— begin Data extract —

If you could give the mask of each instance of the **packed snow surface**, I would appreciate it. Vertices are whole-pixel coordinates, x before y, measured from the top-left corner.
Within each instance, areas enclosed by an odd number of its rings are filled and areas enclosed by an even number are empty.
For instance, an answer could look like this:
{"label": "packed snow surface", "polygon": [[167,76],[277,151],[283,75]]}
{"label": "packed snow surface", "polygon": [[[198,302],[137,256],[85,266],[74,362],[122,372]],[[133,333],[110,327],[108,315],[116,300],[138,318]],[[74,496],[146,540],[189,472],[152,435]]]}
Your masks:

— end Data extract —

■ Requirement ■
Could you reproduce all of the lines above character for character, changing nothing?

■ Solution to this problem ■
If you could give the mask of each instance of the **packed snow surface**, I would appreciate it. Vertices are whole-pixel coordinates, x before y, measured from the top-left corner.
Within each instance, areas enclosed by an odd number of its rings are filled and areas enclosed by an even number are empty.
For instance, an answer could look like this:
{"label": "packed snow surface", "polygon": [[167,76],[277,151],[283,75]]}
{"label": "packed snow surface", "polygon": [[[198,302],[137,256],[85,266],[74,362],[122,372]],[[133,333],[110,327],[108,315],[116,300],[138,318]],[[74,496],[146,540],[189,472],[152,435]]]}
Your masks:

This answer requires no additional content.